▸ DIRECTIONS FOR THIS TASK
Return all of the entries below exactly as they are given.

▸ EXERCISE DATA
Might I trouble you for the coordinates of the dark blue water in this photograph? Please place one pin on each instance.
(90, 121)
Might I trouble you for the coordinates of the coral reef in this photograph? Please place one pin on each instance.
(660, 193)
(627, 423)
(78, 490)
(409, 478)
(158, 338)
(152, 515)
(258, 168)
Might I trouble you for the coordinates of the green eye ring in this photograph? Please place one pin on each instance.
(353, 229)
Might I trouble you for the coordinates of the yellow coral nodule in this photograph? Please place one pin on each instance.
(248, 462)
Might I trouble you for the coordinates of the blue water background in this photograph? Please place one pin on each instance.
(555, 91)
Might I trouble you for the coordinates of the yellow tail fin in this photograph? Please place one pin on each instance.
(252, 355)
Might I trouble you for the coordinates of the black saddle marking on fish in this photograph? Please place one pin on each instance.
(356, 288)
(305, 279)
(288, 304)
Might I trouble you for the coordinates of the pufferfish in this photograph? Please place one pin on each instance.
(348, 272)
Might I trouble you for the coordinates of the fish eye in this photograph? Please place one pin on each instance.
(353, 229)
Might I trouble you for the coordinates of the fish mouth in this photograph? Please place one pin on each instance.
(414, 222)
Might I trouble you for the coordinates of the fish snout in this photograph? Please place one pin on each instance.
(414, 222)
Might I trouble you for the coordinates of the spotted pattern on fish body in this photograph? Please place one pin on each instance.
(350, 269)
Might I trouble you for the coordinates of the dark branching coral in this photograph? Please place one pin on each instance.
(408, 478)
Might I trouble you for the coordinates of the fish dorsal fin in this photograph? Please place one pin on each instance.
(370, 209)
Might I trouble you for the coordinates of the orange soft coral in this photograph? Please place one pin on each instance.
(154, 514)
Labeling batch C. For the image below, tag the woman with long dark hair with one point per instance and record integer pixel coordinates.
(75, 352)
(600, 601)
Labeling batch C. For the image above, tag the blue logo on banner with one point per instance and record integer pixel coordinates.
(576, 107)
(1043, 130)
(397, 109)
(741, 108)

▸ ANSWER AREA
Might I trouble you for the coordinates of the dark blue water in this photograph? Please place one pin on each instance.
(90, 121)
Might I trouble you for the coordinates of the coral reef in this photograph? Please place one pin on each instance.
(660, 193)
(627, 423)
(78, 490)
(409, 478)
(158, 338)
(152, 515)
(258, 168)
Might I trouble you for the coordinates of the green eye ring in this photograph? Please place one pin on each instance.
(353, 229)
Might I trouble you for the coordinates of the yellow coral nodule in this photograph? Please place one pin on each instance.
(248, 462)
Might I trouble you for the coordinates of the blue water background in this photograph? Please place one pin on each instance.
(555, 91)
Might I trouble you for the coordinates of the yellow tail fin in this photograph? Please place one pin on each instance.
(252, 355)
Might I trouble you for the coordinates of the black saddle marking on fish in this photograph? Please place one pin on each instance.
(356, 288)
(305, 279)
(288, 304)
Might I trouble you for the coordinates of the pufferfish in this photograph? Please place one pin on each instance.
(348, 272)
Might I trouble you for the coordinates of the fish eye in this photograph? Please place one pin on each instance.
(353, 229)
Might I trouble you for the coordinates of the fish mouth in this photograph? Please place one pin on each instance.
(414, 222)
Might I trouble you for the coordinates of the fish snout in this photograph? Please place one pin on each instance.
(414, 222)
Might I trouble you for the coordinates of the spotted pattern on fish body in this photograph? Please place one pin on each instance.
(350, 269)
Might I trouble you for the coordinates of the dark branching coral in this photograph? Please place one pin on each instance.
(408, 478)
Might I trouble you for the coordinates of the fish dorsal fin in this photograph? Please place one pin on each instance.
(370, 209)
Might I trouble you for the coordinates of the orange soft coral in this photograph? Please place one pin on each instance.
(154, 514)
Labeling batch C. For the image below, tag the woman with long dark hair with one point per instance and record integer pixel coordinates.
(75, 352)
(600, 601)
Labeling batch C. For the image above, tag the blue logo on banner with one point per instance and record integer pixel coordinates.
(576, 107)
(1043, 130)
(397, 109)
(741, 108)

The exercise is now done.